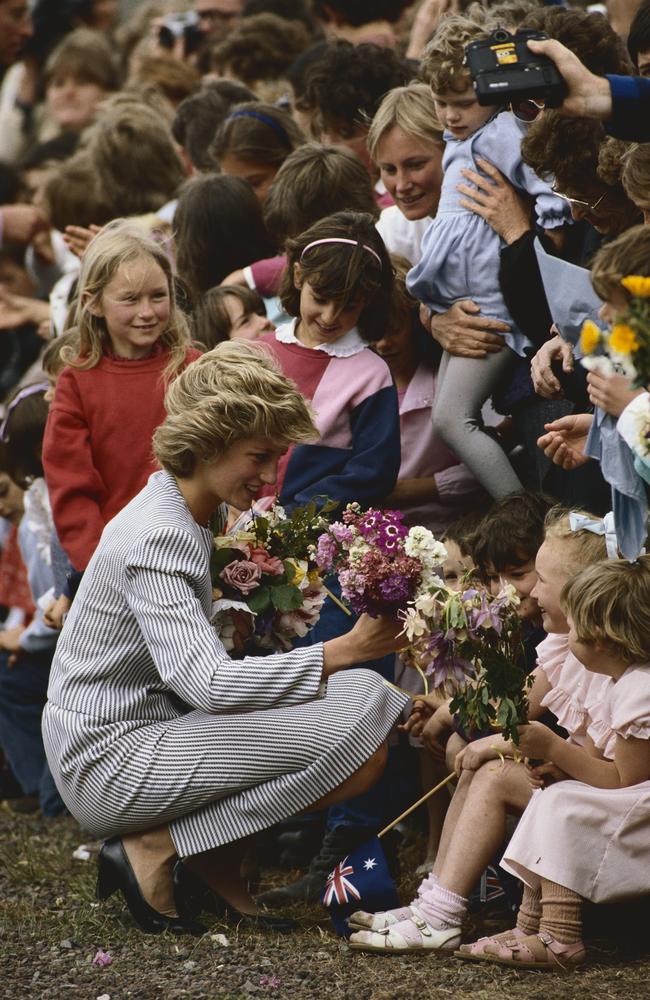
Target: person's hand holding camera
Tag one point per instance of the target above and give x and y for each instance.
(588, 95)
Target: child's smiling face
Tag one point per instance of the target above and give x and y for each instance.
(323, 320)
(459, 112)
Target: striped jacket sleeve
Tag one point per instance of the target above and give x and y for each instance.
(165, 572)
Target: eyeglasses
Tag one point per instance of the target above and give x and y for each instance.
(527, 111)
(591, 206)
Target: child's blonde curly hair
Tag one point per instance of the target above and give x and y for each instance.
(442, 65)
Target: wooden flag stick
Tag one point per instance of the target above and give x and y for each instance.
(427, 795)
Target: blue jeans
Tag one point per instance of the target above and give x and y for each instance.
(23, 693)
(372, 809)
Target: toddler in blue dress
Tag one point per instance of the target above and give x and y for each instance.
(460, 251)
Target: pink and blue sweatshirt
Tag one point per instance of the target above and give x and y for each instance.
(351, 391)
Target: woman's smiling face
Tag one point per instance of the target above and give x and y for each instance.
(411, 169)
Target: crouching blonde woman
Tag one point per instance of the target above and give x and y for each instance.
(160, 742)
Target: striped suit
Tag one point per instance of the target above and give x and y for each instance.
(148, 719)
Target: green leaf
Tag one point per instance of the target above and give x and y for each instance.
(260, 599)
(286, 597)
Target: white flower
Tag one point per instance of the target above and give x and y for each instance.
(358, 549)
(421, 544)
(415, 625)
(509, 593)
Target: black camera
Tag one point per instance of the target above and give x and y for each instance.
(505, 71)
(185, 26)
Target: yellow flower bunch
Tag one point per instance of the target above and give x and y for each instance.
(590, 337)
(637, 286)
(623, 339)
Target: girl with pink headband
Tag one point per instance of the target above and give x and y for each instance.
(338, 287)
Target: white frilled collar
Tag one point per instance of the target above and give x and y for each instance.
(347, 345)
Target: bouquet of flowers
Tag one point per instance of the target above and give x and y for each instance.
(626, 347)
(468, 641)
(266, 568)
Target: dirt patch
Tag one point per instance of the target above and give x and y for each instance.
(51, 929)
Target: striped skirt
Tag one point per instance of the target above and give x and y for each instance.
(217, 778)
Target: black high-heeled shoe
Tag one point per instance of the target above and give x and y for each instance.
(114, 873)
(194, 896)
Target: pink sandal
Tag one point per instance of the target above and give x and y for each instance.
(536, 951)
(475, 952)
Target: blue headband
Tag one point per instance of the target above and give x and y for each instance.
(266, 119)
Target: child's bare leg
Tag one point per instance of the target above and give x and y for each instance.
(496, 790)
(433, 771)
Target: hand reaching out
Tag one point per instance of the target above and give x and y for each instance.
(565, 440)
(545, 382)
(463, 332)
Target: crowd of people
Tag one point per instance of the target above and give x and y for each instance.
(257, 249)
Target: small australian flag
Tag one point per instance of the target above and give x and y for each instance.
(361, 881)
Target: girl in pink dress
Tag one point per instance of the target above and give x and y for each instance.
(589, 837)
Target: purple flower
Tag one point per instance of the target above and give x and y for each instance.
(342, 533)
(394, 588)
(242, 574)
(326, 551)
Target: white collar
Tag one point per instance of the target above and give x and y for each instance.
(347, 345)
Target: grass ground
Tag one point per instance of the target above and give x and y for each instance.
(51, 928)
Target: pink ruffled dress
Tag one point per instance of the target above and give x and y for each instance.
(594, 841)
(574, 690)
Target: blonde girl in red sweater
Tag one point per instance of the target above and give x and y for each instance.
(133, 340)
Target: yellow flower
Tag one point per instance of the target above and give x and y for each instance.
(637, 286)
(623, 339)
(589, 337)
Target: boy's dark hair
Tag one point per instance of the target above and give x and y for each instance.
(198, 118)
(261, 47)
(343, 272)
(219, 229)
(211, 323)
(290, 10)
(358, 12)
(638, 39)
(60, 148)
(462, 530)
(511, 532)
(315, 181)
(362, 74)
(23, 437)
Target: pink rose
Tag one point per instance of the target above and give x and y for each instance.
(267, 564)
(243, 575)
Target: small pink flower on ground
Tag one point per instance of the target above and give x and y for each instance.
(272, 981)
(243, 575)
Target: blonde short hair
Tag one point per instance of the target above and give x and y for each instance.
(629, 253)
(412, 109)
(609, 604)
(636, 173)
(584, 547)
(443, 61)
(232, 392)
(120, 242)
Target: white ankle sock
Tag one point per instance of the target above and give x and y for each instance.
(441, 908)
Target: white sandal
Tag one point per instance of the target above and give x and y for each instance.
(406, 936)
(361, 920)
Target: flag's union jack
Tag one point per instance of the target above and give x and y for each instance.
(339, 889)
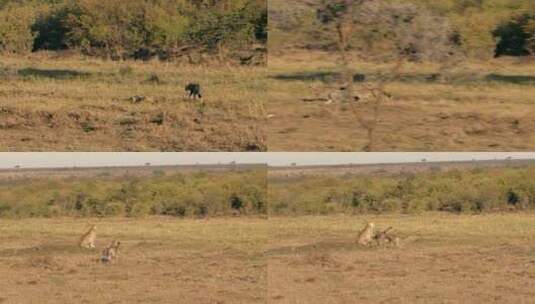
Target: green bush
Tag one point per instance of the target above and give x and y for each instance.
(16, 35)
(473, 191)
(183, 195)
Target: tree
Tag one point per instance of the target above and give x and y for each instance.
(380, 30)
(16, 35)
(515, 37)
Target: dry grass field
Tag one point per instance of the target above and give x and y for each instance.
(487, 106)
(51, 102)
(442, 259)
(162, 261)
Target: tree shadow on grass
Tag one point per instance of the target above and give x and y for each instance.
(330, 77)
(54, 74)
(514, 79)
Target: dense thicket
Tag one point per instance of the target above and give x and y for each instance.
(193, 194)
(480, 28)
(134, 28)
(474, 190)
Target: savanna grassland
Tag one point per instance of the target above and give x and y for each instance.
(162, 260)
(443, 258)
(457, 74)
(77, 103)
(89, 75)
(467, 235)
(488, 106)
(193, 236)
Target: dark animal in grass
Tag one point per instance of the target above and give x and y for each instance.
(193, 91)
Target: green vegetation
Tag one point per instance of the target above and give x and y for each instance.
(480, 28)
(474, 190)
(138, 29)
(188, 194)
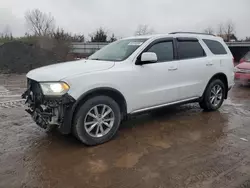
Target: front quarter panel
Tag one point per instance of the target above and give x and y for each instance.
(115, 78)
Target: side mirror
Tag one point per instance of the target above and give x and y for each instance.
(149, 57)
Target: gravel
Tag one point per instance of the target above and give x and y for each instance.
(20, 57)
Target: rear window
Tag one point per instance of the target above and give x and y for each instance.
(190, 49)
(215, 47)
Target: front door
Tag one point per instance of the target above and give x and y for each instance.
(155, 83)
(193, 68)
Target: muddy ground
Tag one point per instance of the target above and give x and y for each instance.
(175, 147)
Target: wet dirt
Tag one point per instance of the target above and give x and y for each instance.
(175, 147)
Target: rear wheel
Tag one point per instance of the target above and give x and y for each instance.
(97, 120)
(213, 96)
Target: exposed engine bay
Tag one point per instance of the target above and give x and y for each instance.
(46, 110)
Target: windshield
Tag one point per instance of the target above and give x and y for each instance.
(117, 51)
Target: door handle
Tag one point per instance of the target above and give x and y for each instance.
(172, 69)
(209, 64)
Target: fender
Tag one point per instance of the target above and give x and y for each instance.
(65, 128)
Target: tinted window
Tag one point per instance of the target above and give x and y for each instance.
(118, 51)
(190, 49)
(215, 47)
(163, 50)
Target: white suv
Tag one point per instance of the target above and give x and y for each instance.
(90, 97)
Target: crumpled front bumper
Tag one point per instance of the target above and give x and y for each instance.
(46, 110)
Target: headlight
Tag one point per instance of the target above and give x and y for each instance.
(54, 88)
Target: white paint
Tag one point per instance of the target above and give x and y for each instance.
(143, 86)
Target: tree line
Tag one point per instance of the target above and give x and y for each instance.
(43, 25)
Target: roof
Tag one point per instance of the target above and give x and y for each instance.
(177, 34)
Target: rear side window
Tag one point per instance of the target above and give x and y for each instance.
(215, 47)
(190, 49)
(163, 50)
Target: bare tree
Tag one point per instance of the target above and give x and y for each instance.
(221, 30)
(247, 39)
(100, 35)
(144, 30)
(39, 23)
(209, 30)
(229, 30)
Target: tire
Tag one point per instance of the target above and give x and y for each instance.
(206, 102)
(51, 128)
(82, 119)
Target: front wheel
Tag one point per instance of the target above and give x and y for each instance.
(97, 120)
(213, 96)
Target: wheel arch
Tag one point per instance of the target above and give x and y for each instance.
(106, 91)
(221, 76)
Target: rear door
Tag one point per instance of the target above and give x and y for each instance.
(194, 67)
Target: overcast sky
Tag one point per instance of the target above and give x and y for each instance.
(123, 16)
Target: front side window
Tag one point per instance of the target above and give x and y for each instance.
(190, 49)
(215, 47)
(247, 56)
(118, 51)
(163, 50)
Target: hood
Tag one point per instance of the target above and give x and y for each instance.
(60, 71)
(245, 65)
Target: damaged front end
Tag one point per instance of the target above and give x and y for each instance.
(48, 111)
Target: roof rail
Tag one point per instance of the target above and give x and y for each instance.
(191, 33)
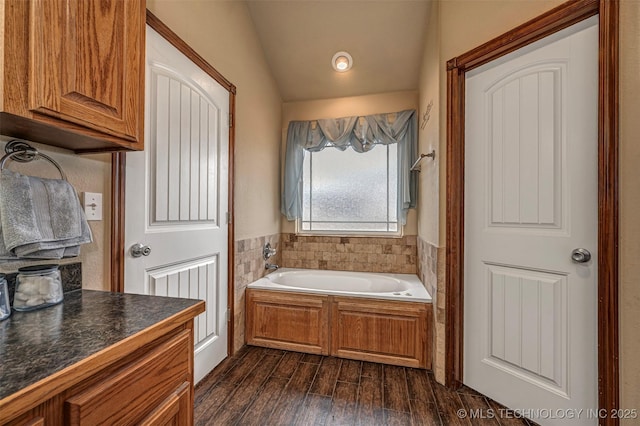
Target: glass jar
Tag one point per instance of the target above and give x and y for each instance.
(5, 308)
(37, 287)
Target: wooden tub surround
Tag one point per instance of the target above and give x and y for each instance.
(385, 331)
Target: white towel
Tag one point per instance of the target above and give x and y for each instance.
(40, 218)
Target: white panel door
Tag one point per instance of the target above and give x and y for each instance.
(177, 194)
(531, 186)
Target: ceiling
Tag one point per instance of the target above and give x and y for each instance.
(299, 38)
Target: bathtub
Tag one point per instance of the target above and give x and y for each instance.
(345, 283)
(364, 316)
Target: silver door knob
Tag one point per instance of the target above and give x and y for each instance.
(138, 250)
(580, 255)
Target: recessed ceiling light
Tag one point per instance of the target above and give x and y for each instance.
(342, 62)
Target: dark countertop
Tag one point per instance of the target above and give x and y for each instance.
(37, 344)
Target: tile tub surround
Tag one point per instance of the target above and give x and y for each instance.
(249, 266)
(362, 254)
(431, 272)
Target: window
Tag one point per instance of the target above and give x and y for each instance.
(347, 192)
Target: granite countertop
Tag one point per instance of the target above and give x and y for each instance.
(37, 344)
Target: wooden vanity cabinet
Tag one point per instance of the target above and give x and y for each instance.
(153, 385)
(72, 73)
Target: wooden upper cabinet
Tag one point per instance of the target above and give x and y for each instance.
(73, 73)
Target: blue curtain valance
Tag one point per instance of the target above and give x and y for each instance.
(362, 134)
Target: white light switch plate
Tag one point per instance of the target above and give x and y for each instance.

* What you will do *
Quote precisely the lines of the data from the line containing "Target: roof rail" through its final line, both included, excluding pictures.

* Completed task *
Target: roof rail
Tag one point per instance of the target above and give x and y for each instance.
(191, 33)
Target: glass jar
Tag one point per instance of the target above and give x and y for each instance.
(5, 308)
(37, 287)
Target: wooden tub surround
Tag one point per instance of the target above and give x and y for each instance.
(385, 331)
Target: white towel
Tag one point per instance of the target above and give x and y for each instance.
(40, 218)
Target: white panel door
Tag one point per instance of the target above and give x and y for each instance.
(177, 194)
(531, 186)
Target: ceiling
Tag one point per instance of the target above and give x and y for each instance.
(299, 38)
Target: bathtub
Tag one point per instance of the target above and give x and y for each instance.
(345, 283)
(364, 316)
Target: silver door knob
Tag one point per instance of the target above and give x and y for each instance.
(138, 250)
(580, 255)
Target: recessed ceiling light
Tag one point per instance of the target above and give x and y for each instance.
(342, 62)
Target: dark countertop
Tag one point per instance of the target above and give x and y for each instance.
(37, 344)
Target: tile tub surround
Tag one point per instance of the target above and give x and y for each instance.
(249, 266)
(362, 254)
(431, 272)
Target: window
Tag one point per instance of the target above and give x and y for each instance.
(347, 192)
Target: granite countertop
Tag one point per instance of the target above and give x and y for each instance.
(37, 344)
Target: wooden vanity cabinet
Tag one point per instance of the target above and give x and y for each instance.
(153, 385)
(72, 73)
Target: wooden upper cabinet
Tag one point per instance of the target above and give x and y for each instance.
(73, 73)
Target: blue curtain valance
Tag one point per instance of the target above and give x and y for each instance.
(362, 134)
Target: white light switch plate
Tag one point per instance of the target above and give x and y for each instance.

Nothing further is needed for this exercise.